## Using the information
- A) In the review, who directed Mojin: The Lost Legend?
- B) Please quote the review word for word, starting with "Saturday, August 9, 2025" and going on through "blockbuster at all.".

Start of Passage provided

Directed by softcore auteur Noboru Tanaka, this puts a heavy emphasis on typically highly unerotic – and often very funny - sex scenes during which Ando does his very best not to move a single facial muscle. Does he enjoy the act as much as his writhing, moaning, love-sick partners do? He certainly ain’t telling. Also appearing are a “sexy”, hot dog based dance (not committed by Ando, because not even yakuzasploitation like this would be that cruel), tuberculosis jokes (I got nothing), and a climactic fight during which a very young looking Renji Ishibashi holds off the police while Ando attempts to finish a bit of spontaneous sex with a random partner. Which he doesn’t manage, so we finish on an indelible scene of Ando jerking off in a police car while cops look on, displeased. Again, I’ve got nothing.

If you’re of a certain mindset, this will make Chronicle sound like a slam-dunk of the weird and the wonderful – and I haven’t even mentioned the scene of Ando and Ishibashi walking a beach philosophising about being bacteria in the national host body. Indeed, when the movie is on point – particularly during its final twenty minutes or so – it is quite the experience of smut, absurdity and weird energy. But it is also slow, lacking in any dramatic progression or tension, and incredibly repetitive – watching Ando not moving a facial muscle during sex one time is great, watching this ten times causes it to lose a considerable amount of its lustre, so the whole thing is more than just a bit of a slog.

Still, the idea of the film alone is worth some mind space and time, and the moments when Chronicle of Fugitive Days and Sex is as bizarre as it promises to be make up for all that unsexy sex and scenes of watching characters watch TV, at least to a degree.

Saturday, August 9, 2025

Three Films Make A Post: Insert Clever Title Here

Mojin: The Lost Legend aka 鬼吹燈之尋龍訣 (2015): A trio of traditional-official tomb raiders return from dubious retirement in America to China to rob a particularly mysterious tomb. This high on very digital looking effects adventure directed by Wuershan (and based on one part of a long and complicated sounding series of novels) is a whole lot of fun if you like this kind of blockbuster at all.

End of Passage provided
Start of Supplied data

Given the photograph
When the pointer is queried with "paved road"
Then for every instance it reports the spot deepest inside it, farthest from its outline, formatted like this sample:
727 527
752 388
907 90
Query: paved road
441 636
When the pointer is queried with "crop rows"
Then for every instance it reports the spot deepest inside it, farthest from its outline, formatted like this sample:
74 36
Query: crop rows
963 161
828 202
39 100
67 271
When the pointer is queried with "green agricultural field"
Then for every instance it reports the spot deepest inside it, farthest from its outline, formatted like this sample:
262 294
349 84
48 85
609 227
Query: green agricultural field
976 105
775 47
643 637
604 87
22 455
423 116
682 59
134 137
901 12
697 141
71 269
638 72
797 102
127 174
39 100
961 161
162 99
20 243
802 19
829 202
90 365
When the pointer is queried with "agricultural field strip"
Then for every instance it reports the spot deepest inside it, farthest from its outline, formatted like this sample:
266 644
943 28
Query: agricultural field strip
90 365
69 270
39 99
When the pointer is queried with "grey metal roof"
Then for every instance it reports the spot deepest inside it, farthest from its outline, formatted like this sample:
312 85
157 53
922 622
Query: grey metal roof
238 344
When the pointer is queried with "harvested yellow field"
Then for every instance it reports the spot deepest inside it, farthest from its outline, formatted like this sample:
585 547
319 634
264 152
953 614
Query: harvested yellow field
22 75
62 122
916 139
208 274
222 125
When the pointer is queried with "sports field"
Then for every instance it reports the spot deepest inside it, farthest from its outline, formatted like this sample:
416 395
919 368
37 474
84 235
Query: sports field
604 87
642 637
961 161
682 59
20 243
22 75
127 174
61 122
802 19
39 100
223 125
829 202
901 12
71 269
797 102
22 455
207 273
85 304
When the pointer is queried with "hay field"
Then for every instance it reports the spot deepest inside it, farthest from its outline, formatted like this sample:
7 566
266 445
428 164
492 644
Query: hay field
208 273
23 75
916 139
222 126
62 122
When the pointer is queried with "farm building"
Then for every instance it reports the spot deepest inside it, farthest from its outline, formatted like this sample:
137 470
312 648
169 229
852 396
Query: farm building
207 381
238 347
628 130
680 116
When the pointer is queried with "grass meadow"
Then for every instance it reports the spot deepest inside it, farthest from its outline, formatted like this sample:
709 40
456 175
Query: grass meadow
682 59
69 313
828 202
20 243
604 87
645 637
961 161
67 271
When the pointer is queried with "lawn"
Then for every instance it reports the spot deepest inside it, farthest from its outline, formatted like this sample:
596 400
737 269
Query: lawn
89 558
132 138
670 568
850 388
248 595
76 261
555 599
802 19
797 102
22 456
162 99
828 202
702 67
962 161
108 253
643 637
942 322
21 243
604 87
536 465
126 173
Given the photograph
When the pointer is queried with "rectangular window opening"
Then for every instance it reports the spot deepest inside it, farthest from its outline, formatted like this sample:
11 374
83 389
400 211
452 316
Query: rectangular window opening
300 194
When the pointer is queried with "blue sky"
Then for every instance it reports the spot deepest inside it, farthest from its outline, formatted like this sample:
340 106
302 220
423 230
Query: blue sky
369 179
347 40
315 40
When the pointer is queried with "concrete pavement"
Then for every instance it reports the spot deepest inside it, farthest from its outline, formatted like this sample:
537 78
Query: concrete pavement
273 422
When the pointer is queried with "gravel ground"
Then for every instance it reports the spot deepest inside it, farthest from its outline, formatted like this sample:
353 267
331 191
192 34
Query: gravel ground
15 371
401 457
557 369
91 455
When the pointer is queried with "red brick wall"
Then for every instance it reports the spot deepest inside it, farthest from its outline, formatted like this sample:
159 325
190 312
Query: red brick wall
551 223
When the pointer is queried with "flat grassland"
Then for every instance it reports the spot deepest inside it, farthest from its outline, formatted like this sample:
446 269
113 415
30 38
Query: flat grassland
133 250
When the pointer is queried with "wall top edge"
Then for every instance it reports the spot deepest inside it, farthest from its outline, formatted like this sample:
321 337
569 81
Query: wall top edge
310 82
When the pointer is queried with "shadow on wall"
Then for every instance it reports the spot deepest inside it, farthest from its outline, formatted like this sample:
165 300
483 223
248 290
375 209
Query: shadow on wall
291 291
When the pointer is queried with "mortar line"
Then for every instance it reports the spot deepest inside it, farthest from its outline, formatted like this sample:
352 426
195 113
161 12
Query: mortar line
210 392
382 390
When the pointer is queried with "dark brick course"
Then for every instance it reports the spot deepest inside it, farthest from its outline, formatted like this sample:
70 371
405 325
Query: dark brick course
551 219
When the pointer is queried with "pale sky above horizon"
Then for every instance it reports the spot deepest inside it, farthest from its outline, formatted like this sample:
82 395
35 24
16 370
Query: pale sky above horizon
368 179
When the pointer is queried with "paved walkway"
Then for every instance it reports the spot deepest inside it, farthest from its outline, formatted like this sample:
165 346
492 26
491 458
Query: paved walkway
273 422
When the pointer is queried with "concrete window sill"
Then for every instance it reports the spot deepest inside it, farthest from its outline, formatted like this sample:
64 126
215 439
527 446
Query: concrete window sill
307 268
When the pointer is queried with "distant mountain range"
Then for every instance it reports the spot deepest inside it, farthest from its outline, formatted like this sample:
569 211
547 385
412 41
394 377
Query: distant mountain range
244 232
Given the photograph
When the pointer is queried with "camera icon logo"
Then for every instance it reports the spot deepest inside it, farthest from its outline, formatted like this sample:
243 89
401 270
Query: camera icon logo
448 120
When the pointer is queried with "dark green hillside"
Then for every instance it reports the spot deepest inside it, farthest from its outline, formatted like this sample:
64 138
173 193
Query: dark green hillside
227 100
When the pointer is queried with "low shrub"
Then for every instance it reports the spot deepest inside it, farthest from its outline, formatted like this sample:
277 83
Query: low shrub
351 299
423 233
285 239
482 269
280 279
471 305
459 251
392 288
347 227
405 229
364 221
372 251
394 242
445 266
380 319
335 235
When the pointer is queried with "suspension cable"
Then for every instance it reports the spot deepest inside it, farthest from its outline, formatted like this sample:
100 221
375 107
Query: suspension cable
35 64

End of Supplied data

## Answers
- A) Wuershan

- B)
Saturday, August 9, 2025

Three Films Make A Post: Insert Clever Title Here

Mojin: The Lost Legend aka 鬼吹燈之尋龍訣 (2015): A trio of traditional-official tomb raiders return from dubious retirement in America to China to rob a particularly mysterious tomb. This high on very digital looking effects adventure directed by Wuershan (and based on one part of a long and complicated sounding series of novels) is a whole lot of fun if you like this kind of blockbuster at all.